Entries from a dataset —
* * * * * * *
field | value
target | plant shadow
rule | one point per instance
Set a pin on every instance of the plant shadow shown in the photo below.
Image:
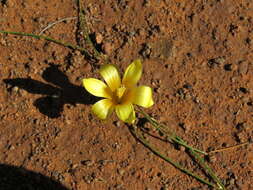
(56, 92)
(17, 178)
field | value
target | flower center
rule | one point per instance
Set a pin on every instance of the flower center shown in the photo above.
(119, 93)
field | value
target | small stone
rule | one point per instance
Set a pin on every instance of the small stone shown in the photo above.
(117, 123)
(182, 148)
(15, 89)
(99, 38)
(121, 172)
(241, 137)
(212, 158)
(23, 92)
(107, 47)
(243, 68)
(87, 162)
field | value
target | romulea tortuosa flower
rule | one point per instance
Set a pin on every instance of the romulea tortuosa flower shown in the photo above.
(119, 95)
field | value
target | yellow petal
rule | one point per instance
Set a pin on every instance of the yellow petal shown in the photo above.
(97, 88)
(143, 96)
(102, 108)
(111, 76)
(132, 73)
(125, 112)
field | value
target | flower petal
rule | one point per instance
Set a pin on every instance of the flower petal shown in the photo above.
(102, 108)
(125, 112)
(132, 74)
(97, 88)
(143, 96)
(111, 76)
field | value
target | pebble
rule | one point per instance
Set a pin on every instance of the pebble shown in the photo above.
(87, 162)
(121, 172)
(99, 38)
(15, 89)
(107, 47)
(243, 68)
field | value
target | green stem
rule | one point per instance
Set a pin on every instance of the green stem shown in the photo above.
(65, 44)
(175, 164)
(208, 170)
(85, 32)
(193, 151)
(173, 137)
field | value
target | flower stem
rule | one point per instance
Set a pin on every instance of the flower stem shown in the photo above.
(193, 151)
(85, 32)
(173, 137)
(158, 153)
(65, 44)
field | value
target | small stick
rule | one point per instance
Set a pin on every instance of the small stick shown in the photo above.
(65, 44)
(229, 148)
(56, 22)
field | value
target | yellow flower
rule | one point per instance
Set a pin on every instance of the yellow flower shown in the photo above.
(119, 95)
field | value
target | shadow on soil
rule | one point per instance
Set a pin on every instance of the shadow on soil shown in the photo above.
(15, 178)
(56, 95)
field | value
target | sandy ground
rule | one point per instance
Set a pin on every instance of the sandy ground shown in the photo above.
(198, 58)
* * * * * * *
SET EXERCISE — Pictures are excluded; output everything else in the data verbatim.

ANSWER TO THIS TASK —
field | value
target | plant shadow
rule | one point per instance
Set a pin on every instance of the plant shadow shown in the photo below.
Image:
(56, 92)
(17, 178)
field | value
target | flower center
rule | one point per instance
Set a pin on every instance of the flower center shown in the photo above.
(119, 93)
field | value
target | small stone
rule | one point per instance
Set a pin on every instance of the small stone shown in the photo above.
(117, 123)
(182, 148)
(15, 89)
(99, 38)
(121, 172)
(241, 137)
(212, 158)
(23, 92)
(107, 47)
(243, 68)
(87, 162)
field | value
target | romulea tortuosa flower
rule | one point per instance
Set a pin on every instance of the romulea tortuosa flower shown in the photo above.
(119, 95)
field | value
target | yellow petal
rule | one point per instance
Set a pin on every instance of the yellow petal shown in the photo above.
(97, 88)
(143, 96)
(102, 108)
(111, 76)
(132, 73)
(125, 112)
field | value
target | flower petal
rule | one point per instance
Set a pin on every instance of the flower petal shown in the photo above.
(102, 108)
(125, 112)
(132, 74)
(97, 88)
(143, 96)
(111, 76)
field | value
target | pebble
rule | one point per instance
Set a pin on every instance of the pebble shown in the photo above.
(87, 162)
(121, 172)
(99, 38)
(15, 89)
(107, 47)
(243, 68)
field | value
target | green stem
rule | one point per instance
Set a pin on every instance of the green stem shown in the photo above.
(65, 44)
(175, 164)
(208, 170)
(85, 32)
(193, 151)
(173, 137)
field | value
target | flower stem
rule | one point per instance
Set a pin on every instance of the flower stem shown in the photo above.
(193, 151)
(85, 32)
(173, 137)
(158, 153)
(65, 44)
field | value
target | small stick
rule | one point per instance
Set a pin on every instance of the small stick shown in the photo above.
(65, 44)
(229, 148)
(56, 22)
field | value
target | yellow flower
rule | one point per instance
Set a pin on every instance of the yellow flower shown in the photo above.
(119, 95)
field | value
target | shadow on soil
rule | one point per instance
Set a pin on every instance of the shadow on soil shown in the photo above.
(15, 178)
(56, 95)
field | value
target | sandy ground
rule | one point per instance
Set a pin on every instance of the sandy ground shown in the photo above.
(198, 58)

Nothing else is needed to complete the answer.